▸ **TASK GOAL**: Rewrite the lines below, replacing every "drop one pin" with "place a single marker" and keeping everything else the same. Omit the pictures.

---+---

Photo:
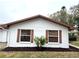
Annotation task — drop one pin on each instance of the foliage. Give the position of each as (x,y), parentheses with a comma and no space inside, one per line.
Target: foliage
(63,16)
(40,41)
(72,37)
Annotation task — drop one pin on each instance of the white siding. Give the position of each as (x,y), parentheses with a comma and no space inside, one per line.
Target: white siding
(39,26)
(3,35)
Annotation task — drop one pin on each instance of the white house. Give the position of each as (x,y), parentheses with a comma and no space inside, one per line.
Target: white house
(21,33)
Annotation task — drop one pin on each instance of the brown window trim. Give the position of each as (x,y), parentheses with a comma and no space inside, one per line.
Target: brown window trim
(31,35)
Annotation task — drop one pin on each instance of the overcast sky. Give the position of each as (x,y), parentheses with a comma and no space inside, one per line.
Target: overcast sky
(11,10)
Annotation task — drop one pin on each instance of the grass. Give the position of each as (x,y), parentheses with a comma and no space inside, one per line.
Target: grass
(76,43)
(40,54)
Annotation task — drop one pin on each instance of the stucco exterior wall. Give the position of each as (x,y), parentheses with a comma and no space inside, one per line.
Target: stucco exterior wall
(3,35)
(39,26)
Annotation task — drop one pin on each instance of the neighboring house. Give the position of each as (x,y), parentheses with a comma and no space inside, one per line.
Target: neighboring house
(21,33)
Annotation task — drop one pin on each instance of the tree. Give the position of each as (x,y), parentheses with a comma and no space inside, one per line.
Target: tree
(63,16)
(75,13)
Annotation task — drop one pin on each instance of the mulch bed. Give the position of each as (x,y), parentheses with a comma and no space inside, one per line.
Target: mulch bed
(71,48)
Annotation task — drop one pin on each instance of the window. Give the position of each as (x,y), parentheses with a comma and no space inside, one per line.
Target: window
(53,35)
(25,35)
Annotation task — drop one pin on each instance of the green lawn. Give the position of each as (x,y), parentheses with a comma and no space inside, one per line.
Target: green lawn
(44,54)
(38,54)
(76,43)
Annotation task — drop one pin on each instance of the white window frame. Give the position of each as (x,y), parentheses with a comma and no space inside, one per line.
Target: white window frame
(53,42)
(25,35)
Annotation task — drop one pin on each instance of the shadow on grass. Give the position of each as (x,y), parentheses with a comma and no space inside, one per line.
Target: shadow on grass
(40,49)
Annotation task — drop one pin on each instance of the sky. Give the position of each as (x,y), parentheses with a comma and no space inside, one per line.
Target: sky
(12,10)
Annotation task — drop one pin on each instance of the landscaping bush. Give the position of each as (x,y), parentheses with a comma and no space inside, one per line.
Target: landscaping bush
(40,41)
(72,37)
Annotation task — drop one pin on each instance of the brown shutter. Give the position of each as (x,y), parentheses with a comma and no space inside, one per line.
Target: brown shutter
(60,36)
(46,36)
(18,32)
(32,36)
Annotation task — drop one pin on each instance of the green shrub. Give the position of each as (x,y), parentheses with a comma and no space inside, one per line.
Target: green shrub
(40,41)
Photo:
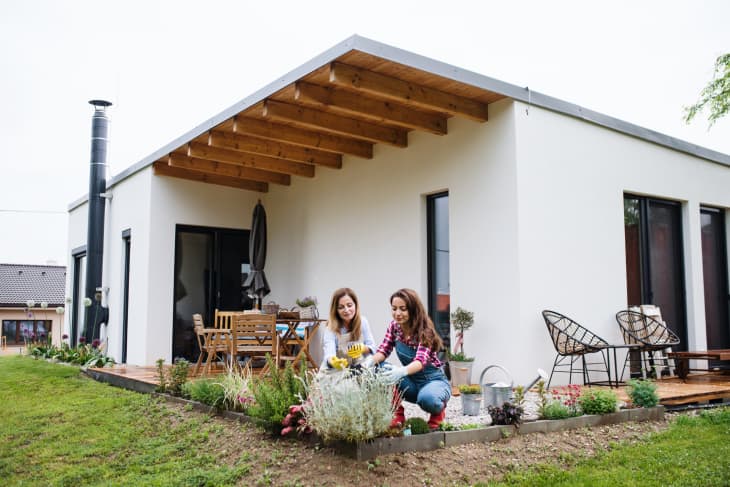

---+---

▸ **ANSWER TO THE EXERCISE**:
Photo:
Annotation task — place a single marker on each instance of the foliage. Give the position of each as (x,y), parentheses with a comma and no space inside, one per line.
Target: foliage
(63,16)
(40,41)
(72,37)
Annotation task — place a single marker on each instance of the white siding. Give the position of each as (x,y), parentheses with a comma and no space inside, one per line.
Target: white siding
(39,26)
(3,35)
Annotation task — place a single marker on each instance of the white house. Give the position of each as (x,y), parentheses with a comma and no space inside, one per line.
Target: white house
(21,33)
Annotation task — place a single marker on each instance of the brown window trim. Give the position of each as (x,y), parentheses with a comma and no space inside, one per line.
Target: brown window trim
(31,35)
Annotation task — place a single marker on each instance of the overcast sky. Give the position of each as (x,y), parentheses with a comma and no space inside, one per line.
Target: overcast sky
(11,10)
Annotation task — place a single marker on each instance of the grass. Give the position of each as (x,y), parentheses with a comma and no space inside, one per line.
Target: grass
(76,43)
(40,54)
Annotation task — place a single marker on each instance of the stucco exterior wall. Give the position of each as (x,y), parentheses with a comma and no space inside, one per line.
Target: stucco exterior wall
(3,35)
(39,26)
Annotation task — place a single marker on each instance of the neighboring house. Give the position of each as (x,y), parentheses with a comma and no space inside, one per line.
Target: neighboring house
(21,33)
Annotation task — place a single marker on each instance of the tree. Give the position of each as (x,y), parentheses with a comma and no space inside, one per line.
Target: tree
(63,16)
(75,13)
Annotation task — place a single marker on each instance of the mulch bed. Give the position of each as (x,y), parentheses with a comma and no space inside, one per line.
Target: mulch bed
(71,48)
Annotation task — place a single marker on each instance of the window. Give the position of each as (x,y), parentheses with a comma and no space inside, one per line.
Target: window
(53,35)
(25,35)
Annotation task — place a single marker on each instance of the green lawn. Give the position of each as (x,y), parentheses with a comma and no space inside, one per line.
Target: green lawn
(44,54)
(38,54)
(76,43)
Annotation task — place a single marker on each instance of the white window frame. Give the position of each as (x,y), parentheses with a comma and no space inside, one per line.
Target: white window frame
(53,42)
(25,35)
Annotation task — place a single marker on each instance of the shadow on grass. Give the position of each as (x,y), parentheses with a comma and no space inside, one per line.
Target: shadow on grass
(40,49)
Annotation task — place a single marker on each instance of the sky. Give the position of each as (x,y), parentheses with a comma and no space inside, one per line.
Target: sky
(12,10)
Annotation task — place a single marker on each instance of the landscaping bush. Give the position of each as (x,y), parentheses with a comma and no space inside, one per line.
Target: landscaping bush
(40,41)
(72,37)
Annotation task — place a single marker on each instance of the brown shutter. Give the position of each as (x,y), parentheses with a comma and no space inside, one per line.
Target: brown shutter
(60,36)
(46,36)
(18,32)
(32,36)
Annotation task — place a single marker on each instance of the green shrub. Give the position of each as (x,y), parentheses with a comma and no space inside, one per line.
Target: green shrub
(40,41)
Photo:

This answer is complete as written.